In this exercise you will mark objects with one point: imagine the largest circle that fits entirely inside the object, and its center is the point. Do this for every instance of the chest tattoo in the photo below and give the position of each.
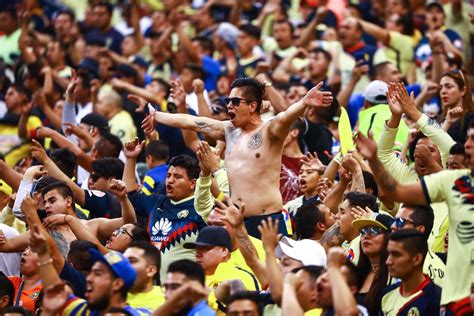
(256, 141)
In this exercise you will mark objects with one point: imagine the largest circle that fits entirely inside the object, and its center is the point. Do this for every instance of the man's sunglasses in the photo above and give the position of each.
(122, 230)
(371, 231)
(236, 101)
(400, 222)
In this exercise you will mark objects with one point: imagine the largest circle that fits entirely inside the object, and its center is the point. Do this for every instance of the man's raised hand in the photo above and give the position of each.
(317, 98)
(133, 148)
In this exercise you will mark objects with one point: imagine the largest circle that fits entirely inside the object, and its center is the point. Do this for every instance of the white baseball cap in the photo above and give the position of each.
(308, 251)
(376, 92)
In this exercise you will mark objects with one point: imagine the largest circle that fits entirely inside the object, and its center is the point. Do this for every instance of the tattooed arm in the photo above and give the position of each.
(211, 128)
(332, 237)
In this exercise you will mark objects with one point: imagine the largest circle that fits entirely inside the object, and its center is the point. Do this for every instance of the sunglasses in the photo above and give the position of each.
(371, 231)
(236, 101)
(122, 230)
(400, 222)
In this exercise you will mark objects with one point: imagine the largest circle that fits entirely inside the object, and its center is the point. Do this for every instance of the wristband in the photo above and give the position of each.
(217, 172)
(45, 263)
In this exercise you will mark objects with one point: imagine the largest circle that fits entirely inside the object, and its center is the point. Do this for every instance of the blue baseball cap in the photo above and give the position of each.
(119, 265)
(211, 236)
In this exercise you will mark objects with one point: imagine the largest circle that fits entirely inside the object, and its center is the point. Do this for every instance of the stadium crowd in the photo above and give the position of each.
(224, 157)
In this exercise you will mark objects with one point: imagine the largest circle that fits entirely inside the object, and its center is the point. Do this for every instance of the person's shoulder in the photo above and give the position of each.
(391, 288)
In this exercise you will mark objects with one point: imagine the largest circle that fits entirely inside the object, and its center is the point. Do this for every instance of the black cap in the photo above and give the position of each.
(211, 236)
(96, 120)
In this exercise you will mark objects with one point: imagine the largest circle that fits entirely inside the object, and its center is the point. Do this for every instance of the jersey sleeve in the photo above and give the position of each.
(433, 187)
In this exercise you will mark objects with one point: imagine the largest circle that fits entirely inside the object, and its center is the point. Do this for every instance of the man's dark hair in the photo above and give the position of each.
(319, 50)
(152, 256)
(252, 90)
(158, 149)
(307, 217)
(370, 183)
(6, 288)
(44, 182)
(422, 215)
(109, 145)
(165, 85)
(412, 240)
(457, 149)
(247, 296)
(380, 68)
(78, 255)
(62, 189)
(198, 71)
(65, 160)
(18, 310)
(188, 163)
(190, 269)
(363, 200)
(251, 30)
(140, 234)
(108, 167)
(21, 89)
(109, 7)
(67, 12)
(286, 21)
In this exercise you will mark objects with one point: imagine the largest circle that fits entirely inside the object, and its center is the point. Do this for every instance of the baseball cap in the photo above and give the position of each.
(382, 221)
(5, 188)
(308, 251)
(117, 262)
(376, 92)
(211, 236)
(434, 4)
(124, 70)
(96, 120)
(228, 32)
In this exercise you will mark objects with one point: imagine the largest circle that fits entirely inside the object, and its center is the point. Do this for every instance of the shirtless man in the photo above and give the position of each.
(253, 147)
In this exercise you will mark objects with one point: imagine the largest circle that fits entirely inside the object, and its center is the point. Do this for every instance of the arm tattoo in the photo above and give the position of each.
(206, 127)
(256, 141)
(332, 237)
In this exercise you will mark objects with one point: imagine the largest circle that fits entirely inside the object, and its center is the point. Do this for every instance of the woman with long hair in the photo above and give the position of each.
(456, 99)
(373, 272)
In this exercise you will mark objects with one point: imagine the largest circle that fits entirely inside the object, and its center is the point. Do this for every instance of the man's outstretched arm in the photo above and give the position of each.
(280, 126)
(408, 193)
(211, 128)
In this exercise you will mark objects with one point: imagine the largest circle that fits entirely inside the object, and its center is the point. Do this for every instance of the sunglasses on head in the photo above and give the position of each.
(371, 231)
(236, 101)
(400, 222)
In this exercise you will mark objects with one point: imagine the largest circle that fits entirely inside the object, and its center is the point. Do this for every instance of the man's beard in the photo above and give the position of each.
(101, 304)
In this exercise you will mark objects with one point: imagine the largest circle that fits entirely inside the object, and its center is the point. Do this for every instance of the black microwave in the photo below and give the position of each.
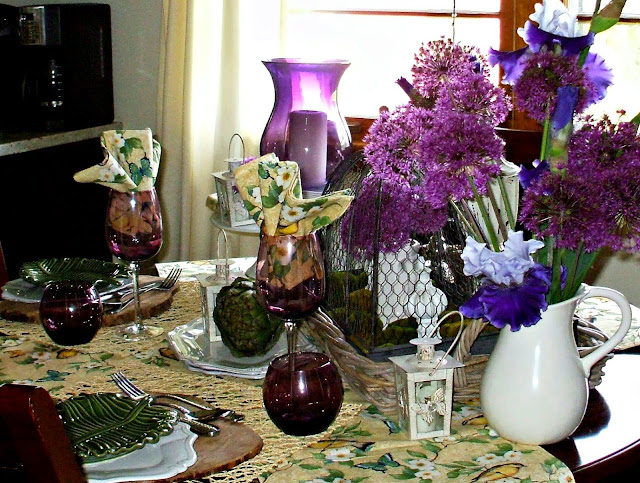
(58, 62)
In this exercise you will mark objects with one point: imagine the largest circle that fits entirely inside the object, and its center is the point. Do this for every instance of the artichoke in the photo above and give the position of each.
(246, 328)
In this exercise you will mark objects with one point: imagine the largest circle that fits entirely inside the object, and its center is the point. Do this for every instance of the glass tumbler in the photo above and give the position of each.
(71, 312)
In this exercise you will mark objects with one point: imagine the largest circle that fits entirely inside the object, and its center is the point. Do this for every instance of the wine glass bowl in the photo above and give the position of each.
(302, 393)
(290, 275)
(134, 233)
(71, 312)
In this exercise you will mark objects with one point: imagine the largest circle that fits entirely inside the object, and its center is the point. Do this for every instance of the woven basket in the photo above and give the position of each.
(375, 381)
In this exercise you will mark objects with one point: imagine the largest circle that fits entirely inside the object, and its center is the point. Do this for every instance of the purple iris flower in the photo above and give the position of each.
(513, 63)
(565, 106)
(536, 38)
(599, 74)
(528, 176)
(513, 305)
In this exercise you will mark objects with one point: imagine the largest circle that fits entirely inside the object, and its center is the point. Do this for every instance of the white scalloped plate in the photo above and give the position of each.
(170, 456)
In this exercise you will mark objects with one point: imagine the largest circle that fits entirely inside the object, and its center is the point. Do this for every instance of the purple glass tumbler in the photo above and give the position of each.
(306, 86)
(71, 312)
(302, 393)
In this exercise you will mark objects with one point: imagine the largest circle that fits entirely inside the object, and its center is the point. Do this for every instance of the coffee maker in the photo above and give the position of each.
(63, 62)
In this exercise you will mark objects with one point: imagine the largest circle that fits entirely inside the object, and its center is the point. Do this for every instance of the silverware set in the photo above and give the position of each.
(199, 421)
(116, 300)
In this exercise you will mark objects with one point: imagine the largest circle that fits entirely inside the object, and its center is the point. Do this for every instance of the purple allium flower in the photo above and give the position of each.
(429, 152)
(440, 62)
(403, 214)
(593, 201)
(459, 147)
(544, 72)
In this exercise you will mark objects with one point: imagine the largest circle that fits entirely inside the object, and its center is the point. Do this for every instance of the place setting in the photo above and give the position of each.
(132, 435)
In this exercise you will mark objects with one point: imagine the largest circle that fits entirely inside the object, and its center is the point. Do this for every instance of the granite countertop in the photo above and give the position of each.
(22, 142)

▬▬▬▬▬▬▬▬▬▬

WORK INSTRUCTIONS
Write the records out exactly, dropping every image.

ANSWER BOX
In this exercise you will mark objects with one point: imagine the largest circle that fits entirely inside the object, and its center is the point. Do this for every instance of the chest tattoo in the photo below and give the position of each.
(256, 141)
In this exercise you will mark objects with one point: imagine the largest circle that fits entirely inside the object, and its center is the point. Do this for every instance of the man's sunglasses in the photo above and give the position of each.
(122, 230)
(371, 231)
(236, 101)
(400, 222)
In this exercise you will mark objects with one point: imagine the largest circle that fits entirely inside the object, and its center is the point. Do this for every instance of the man's raised hand in the photo above and give the position of each.
(317, 98)
(133, 148)
In this exercise you will mark objects with one point: imagine the largest circle that fits entirely inside the object, and its center is the point. Do this for every instance of the white baseball cap in the photo above and give the position of each.
(308, 251)
(376, 92)
In this exercise you will mark objects with one point: imagine the largest circle that fits entirely inside the object, and its center is the point. Do this for every instance of the tattooed arm in the photo above and give the position of each.
(211, 128)
(332, 237)
In this exercise you will mark objects with one point: imagine the largest circle that fits entirely inside the object, and its center is the point. Do this for every instance of the sunglasses in the photo above and give the position of each.
(371, 231)
(236, 101)
(122, 230)
(400, 222)
In this exercise you will mark objects with one point: imagine the largest circle that fits entirely inside the object, and its center is the point. Do this for every instance of the wristband in the photo above and give the position of each.
(217, 172)
(45, 263)
In this exercise you will mark objects with one point: imagine the largest circle that fits entirely inside the object, and its center is the point. Do this for every instance of the blue baseball cap in the photo above and give the position of each.
(119, 265)
(211, 236)
In this exercise you will mark objects with one point: imagine the largest circle that fits entirely inside the object, and its center is the point. Do this for every instance of the stadium crowd in the photo above and give the position of each.
(224, 157)
In this exercise you will mark objects with one point: imagine the largest circle that fits entirely inside the object, and its center is the point. Do this for every instance of the person's shoulder in the photo above and give the position of each.
(391, 288)
In this exercise you will mark objects with one point: imagine the largest circle that fits entirely inside the object, and its center is the point. Do this for every instance of the black cap in the photo above and give the position of each.
(211, 236)
(96, 120)
In this exercise you will mark objects with one point: imagine the largest circle that fits entirely inside the object, and its center is the point. Do this for every instance of the jersey sleeve in the photo above and give the position of each.
(433, 187)
In this exercise you will mark objects with one point: imagine the largest circle that fits entirely inside the object, and its center is the point. Do this for every instance of the man's dark hair in the photo above and give the position of each.
(319, 50)
(152, 256)
(252, 90)
(158, 149)
(307, 217)
(370, 183)
(6, 288)
(44, 182)
(422, 215)
(109, 145)
(165, 85)
(412, 240)
(457, 149)
(247, 296)
(380, 68)
(78, 255)
(62, 189)
(198, 71)
(65, 160)
(18, 310)
(188, 163)
(190, 269)
(363, 200)
(251, 30)
(140, 234)
(108, 167)
(21, 89)
(109, 7)
(67, 12)
(286, 21)
In this exercise you will mark objects with one point: imagine the largest circle that fits entirely inside the object, and its center is the point. Do this for every instance of the baseball cap in the photo above and give the position of each.
(382, 221)
(5, 188)
(308, 251)
(117, 262)
(376, 92)
(211, 236)
(434, 4)
(124, 70)
(96, 120)
(228, 32)
In this exercise you will mark objects with one point: imagine the largest circle that fits entirely inside the object, and its center is the point. Do this for every instance of the shirtless man in the photo above and give the position of each.
(253, 147)
In this exercise you will mark objects with one point: imagine the largest circle that fits entirely inside the object, and its center is the point. Do this for every instance of the arm tattoo in the photo above and give the position of each.
(206, 127)
(256, 141)
(332, 237)
In this exercise you will mark objects with one point: imagine the largest circle that fits entirely inside the object, and its center is the point. Do this for every instance of the woman with long hair in the photo above and give the position of each.
(456, 99)
(373, 272)
In this exercise you will mark objects with one point: imagine the largest circle that fits entirely inside the object, and its center is the point. Do this for every instance of the man's outstretched arm in the photo above and give the position of each.
(280, 126)
(408, 193)
(211, 128)
In this exercise you will mark objects with one point: imagine the largest circle that fits entirely inside the object, and its center is the point. Do this for every instance of the sunglasses on head in the photo above and give the position of each.
(371, 231)
(236, 101)
(400, 222)
In this exercise you will mark objects with one point: imagine the largest circle that fits entirely inside the object, and its center is the point. Do this for every instance of the man's beard in the photo above and give the position of each.
(101, 304)
In this exercise you will mark objects with one point: imagine the largest circle that fits entirely inside the object, and its center is the point. Do this for every instance of the black microwave in the photo below and give the position of each.
(58, 62)
In this exercise you will mark objects with one point: imagine the largest circle that fits entirely inside the object, and its center is the point. Do this for every instance of the artichoke in the photo above and give the position of each.
(246, 328)
In this exercise you will mark objects with one point: imagine the largest circle that fits entirely inside the object, and its center is the point. Do this for every instance of the glass tumbler in the photo above and give the position of each.
(71, 312)
In this exercise you will mark objects with one point: imagine the largest circle that fits entirely inside the object, and its center is the point. Do this for every instance of the wine glass bowl in the photo above and give the position of each.
(302, 393)
(290, 275)
(134, 233)
(71, 312)
In this exercise you will mark objects with one point: imagine the largest circle that fits entirely inside the object, and its center is the point. Do this for every instance of the woven basket in the photo above and give the position of each.
(375, 381)
In this exercise you will mark objects with one point: imagine the largest circle that fits entirely inside the object, and its center is the point. Do this for every instance of the purple iris flower in the photo above and give the position of each.
(513, 63)
(565, 106)
(536, 38)
(599, 74)
(528, 176)
(513, 305)
In this exercise you will mark objects with one point: imagine the largest circle that fits entirely inside the object, and its center is the point. Do this for every instance of the white scalloped plate in the photo above and give the position of each.
(170, 456)
In this exercise you will mark objects with one point: imagine the largest circle that fits entirely inside the object, and its center is the point. Do this for every instance of the purple glass tumbler in the photo above and give the position of each.
(306, 86)
(71, 312)
(302, 393)
In this exercise you will mark objects with one point: imagine the largest circle that fits entirely inside the object, and its center is the point. Do this for every instance of the coffee maker in the photo above and give the position of each.
(63, 62)
In this exercise you will mark objects with one point: imagine the largest circle that fits entirely inside the object, and its center is the point. Do this for every instance of the silverware set in the photo above and give the position of each.
(199, 421)
(116, 300)
In this exercise you will mark objects with one point: imagine the largest circle that fits entirely inside the object, and its center is the point. Do this for every instance of the purple allium flower in the photo above and give the position of each.
(429, 152)
(440, 62)
(403, 214)
(593, 201)
(459, 147)
(544, 72)
In this exercise you will mark objects with one point: imagine the largest circle that fits entirely inside the object, and its center is the point. Do this for every instance of the place setting in the photo above and give the position of each.
(132, 435)
In this exercise you will mark objects with one point: imagine the largest circle that fits entirely inside the object, and its center is the point. Do this for every instance of the granite countertop in the photo above and give the position of each.
(22, 142)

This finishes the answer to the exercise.